PAGE EXCERPT:
I've heard nothing but love for L'oreal HIP eyeshadows. I haven't tried it myself yet, but I do love my Wet n Wild eyeshadow. It's glittery, but not over the top &lt;3


----------



## Ames101 (Oct 29, 2008)

Physicials Formula has the only ones i'll wear. they are really pigmented, and stay on for ages without creasing. besides that, the different trios they have are absolutely perfect. i only had baked Sands ( i think...its a chocolate, caramel, and vanilla colored one) but the palet for smokeys looked really good too.


----------



## Karren (Oct 29, 2008)

Personally I love L'oreal's HIP eyeshadow duos.. Really pigmented... And when there on sale BOGO Free!! Yeah!!


----------



## hs769 (Oct 29, 2008)

INFORMATION GIVEN:
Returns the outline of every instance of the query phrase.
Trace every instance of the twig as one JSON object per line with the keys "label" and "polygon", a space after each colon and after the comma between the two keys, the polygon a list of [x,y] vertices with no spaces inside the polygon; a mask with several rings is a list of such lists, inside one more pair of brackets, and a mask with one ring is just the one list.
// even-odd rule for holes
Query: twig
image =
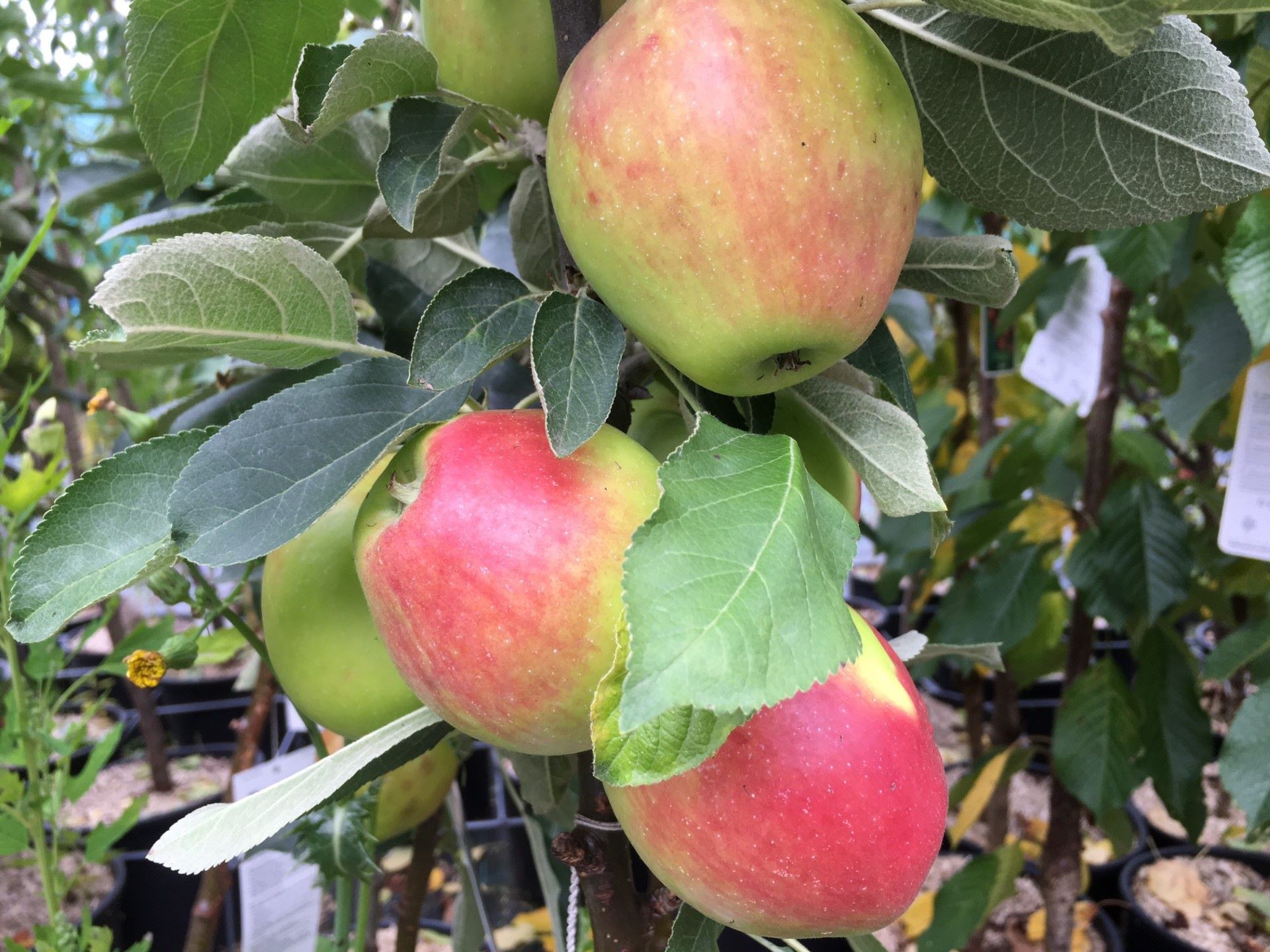
{"label": "twig", "polygon": [[[1082,499],[1086,518],[1096,523],[1111,484],[1111,432],[1120,400],[1124,333],[1133,292],[1116,279],[1111,301],[1102,311],[1102,362],[1099,392],[1085,428],[1086,461]],[[1093,618],[1076,595],[1067,647],[1064,692],[1088,666],[1093,654]],[[1045,949],[1068,952],[1074,928],[1076,899],[1081,891],[1082,807],[1058,777],[1050,784],[1049,831],[1041,854],[1041,892],[1045,897]]]}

EXERCISE SET:
A. Write out the stretch of the eyeshadow thread from "Physicials Formula has" through "Karren (Oct 29, 2008)", word for word.
B. Pick up the eyeshadow forum thread where its last line ends, and keep it going in the same style.

OUTPUTS BY TASK:
A.
Physicials Formula has the only ones i'll wear. they are really pigmented, and stay on for ages without creasing. besides that, the different trios they have are absolutely perfect. i only had baked Sands ( i think...its a chocolate, caramel, and vanilla colored one) but the palet for smokeys looked really good too.


----------



## Karren (Oct 29, 2008)

B.
I like the Almay brand. This is good especially if you have sensitive skin.


----------



## Dreama (Oct 29, 2008)

Originally Posted by *Karren* /img/forum/go_quote.gif Personally I love L'oreal's HIP eyeshadow duos.. Really pigmented... And when there on sale BOGO Free!! Yeah!! Yes! I love those too. I'm trying to stay away from them, though.


----------



## Tyari (Oct 29, 2008)

NYX and Loreal HIP. I got a ton of fall out from Milani.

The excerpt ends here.